_Exercise objective:_ Which lines in the items below contain the word "tree"? Copy each of them.

-- START OF Data for this task --

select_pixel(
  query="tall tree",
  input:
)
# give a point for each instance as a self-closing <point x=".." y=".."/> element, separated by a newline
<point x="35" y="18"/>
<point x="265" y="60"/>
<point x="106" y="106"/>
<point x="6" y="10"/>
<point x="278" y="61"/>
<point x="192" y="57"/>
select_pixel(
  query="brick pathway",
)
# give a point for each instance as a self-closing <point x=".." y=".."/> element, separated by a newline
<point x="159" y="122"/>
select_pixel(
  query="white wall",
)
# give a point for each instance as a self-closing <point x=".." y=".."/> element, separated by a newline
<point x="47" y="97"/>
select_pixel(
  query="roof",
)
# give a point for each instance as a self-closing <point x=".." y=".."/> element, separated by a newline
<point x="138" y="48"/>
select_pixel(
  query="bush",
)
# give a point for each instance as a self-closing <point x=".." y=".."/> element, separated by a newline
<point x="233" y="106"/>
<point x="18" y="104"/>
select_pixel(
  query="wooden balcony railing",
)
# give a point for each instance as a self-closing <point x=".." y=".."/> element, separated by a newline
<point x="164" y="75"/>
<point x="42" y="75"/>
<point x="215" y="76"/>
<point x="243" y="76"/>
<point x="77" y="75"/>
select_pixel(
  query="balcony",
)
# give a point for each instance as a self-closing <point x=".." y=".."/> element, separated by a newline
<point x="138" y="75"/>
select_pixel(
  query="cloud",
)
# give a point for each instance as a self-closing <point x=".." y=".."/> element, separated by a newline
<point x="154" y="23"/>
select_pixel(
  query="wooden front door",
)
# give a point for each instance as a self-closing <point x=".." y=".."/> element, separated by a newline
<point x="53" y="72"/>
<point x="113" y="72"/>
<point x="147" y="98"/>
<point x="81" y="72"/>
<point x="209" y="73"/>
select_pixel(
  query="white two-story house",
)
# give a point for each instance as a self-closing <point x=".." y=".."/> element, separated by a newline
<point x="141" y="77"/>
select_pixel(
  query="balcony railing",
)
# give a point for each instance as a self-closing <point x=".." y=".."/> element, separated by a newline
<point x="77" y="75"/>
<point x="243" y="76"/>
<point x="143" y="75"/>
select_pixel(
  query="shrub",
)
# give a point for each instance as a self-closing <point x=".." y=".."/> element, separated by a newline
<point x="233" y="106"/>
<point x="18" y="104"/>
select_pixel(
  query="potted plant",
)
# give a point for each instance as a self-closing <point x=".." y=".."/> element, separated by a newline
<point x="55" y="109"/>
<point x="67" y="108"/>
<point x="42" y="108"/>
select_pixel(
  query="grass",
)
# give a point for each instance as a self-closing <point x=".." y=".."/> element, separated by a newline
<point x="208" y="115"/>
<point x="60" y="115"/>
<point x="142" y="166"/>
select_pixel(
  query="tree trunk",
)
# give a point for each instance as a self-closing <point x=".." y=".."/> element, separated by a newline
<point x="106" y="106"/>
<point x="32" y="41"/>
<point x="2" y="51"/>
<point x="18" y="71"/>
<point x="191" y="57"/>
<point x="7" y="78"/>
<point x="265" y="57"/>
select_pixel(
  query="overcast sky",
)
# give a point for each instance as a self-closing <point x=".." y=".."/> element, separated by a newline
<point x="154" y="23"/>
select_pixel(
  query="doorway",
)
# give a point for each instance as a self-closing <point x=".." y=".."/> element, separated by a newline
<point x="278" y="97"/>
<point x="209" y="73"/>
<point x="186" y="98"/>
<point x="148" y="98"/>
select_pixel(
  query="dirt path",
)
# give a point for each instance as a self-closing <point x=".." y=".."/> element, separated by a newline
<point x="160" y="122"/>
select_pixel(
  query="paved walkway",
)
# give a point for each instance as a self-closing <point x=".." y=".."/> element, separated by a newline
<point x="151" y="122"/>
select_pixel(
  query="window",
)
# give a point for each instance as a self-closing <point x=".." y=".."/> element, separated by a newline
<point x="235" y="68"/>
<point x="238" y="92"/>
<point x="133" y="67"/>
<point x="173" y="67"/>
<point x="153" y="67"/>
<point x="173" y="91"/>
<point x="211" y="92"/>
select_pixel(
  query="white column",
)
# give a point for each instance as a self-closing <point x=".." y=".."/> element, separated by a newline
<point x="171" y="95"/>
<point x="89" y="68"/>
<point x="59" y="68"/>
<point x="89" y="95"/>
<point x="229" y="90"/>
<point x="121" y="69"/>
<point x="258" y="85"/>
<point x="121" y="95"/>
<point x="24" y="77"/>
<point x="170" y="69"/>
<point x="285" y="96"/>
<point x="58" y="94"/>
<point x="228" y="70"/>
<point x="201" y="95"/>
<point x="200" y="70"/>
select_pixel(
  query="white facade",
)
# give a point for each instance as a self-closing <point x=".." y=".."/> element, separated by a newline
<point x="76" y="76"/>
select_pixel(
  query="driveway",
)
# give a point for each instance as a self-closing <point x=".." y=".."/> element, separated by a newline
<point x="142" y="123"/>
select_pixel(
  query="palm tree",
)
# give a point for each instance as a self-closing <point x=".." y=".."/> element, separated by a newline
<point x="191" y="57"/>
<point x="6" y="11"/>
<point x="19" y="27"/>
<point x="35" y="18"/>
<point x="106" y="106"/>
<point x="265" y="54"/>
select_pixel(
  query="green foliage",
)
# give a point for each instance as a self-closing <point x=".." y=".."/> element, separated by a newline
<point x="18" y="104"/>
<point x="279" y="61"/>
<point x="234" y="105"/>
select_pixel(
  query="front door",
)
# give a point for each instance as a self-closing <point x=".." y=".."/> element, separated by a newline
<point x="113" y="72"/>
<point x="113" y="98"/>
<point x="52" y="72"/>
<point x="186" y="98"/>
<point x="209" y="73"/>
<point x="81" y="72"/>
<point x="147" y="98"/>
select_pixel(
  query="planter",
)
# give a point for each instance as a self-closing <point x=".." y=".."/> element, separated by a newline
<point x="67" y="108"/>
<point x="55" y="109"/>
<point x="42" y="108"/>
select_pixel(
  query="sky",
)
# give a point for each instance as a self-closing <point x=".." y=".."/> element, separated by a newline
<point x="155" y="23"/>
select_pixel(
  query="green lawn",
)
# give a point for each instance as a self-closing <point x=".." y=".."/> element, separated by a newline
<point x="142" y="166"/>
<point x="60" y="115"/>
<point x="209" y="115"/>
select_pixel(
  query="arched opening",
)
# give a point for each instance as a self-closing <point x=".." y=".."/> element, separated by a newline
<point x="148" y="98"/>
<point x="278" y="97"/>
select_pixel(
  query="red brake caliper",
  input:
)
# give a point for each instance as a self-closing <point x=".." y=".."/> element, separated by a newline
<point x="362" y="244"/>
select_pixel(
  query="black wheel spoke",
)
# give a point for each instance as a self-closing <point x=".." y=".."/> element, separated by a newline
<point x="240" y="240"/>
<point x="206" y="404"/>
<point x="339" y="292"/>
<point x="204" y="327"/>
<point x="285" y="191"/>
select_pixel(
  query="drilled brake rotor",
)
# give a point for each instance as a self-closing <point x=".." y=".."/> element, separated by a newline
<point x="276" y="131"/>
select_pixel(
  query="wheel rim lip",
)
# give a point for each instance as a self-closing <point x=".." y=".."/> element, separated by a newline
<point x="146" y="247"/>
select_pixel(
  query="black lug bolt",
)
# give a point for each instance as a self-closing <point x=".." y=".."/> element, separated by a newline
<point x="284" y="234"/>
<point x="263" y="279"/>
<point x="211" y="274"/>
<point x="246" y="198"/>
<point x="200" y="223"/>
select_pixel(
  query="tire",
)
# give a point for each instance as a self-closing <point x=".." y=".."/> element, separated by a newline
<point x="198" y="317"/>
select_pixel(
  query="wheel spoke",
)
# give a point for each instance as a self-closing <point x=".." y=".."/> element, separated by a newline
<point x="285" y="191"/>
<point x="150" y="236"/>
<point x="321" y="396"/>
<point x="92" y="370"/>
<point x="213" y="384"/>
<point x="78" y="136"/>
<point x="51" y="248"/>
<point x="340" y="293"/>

-- END OF Data for this task --

_Solution:_
  query="tall tree",
  query="tree trunk",
  query="palm tree",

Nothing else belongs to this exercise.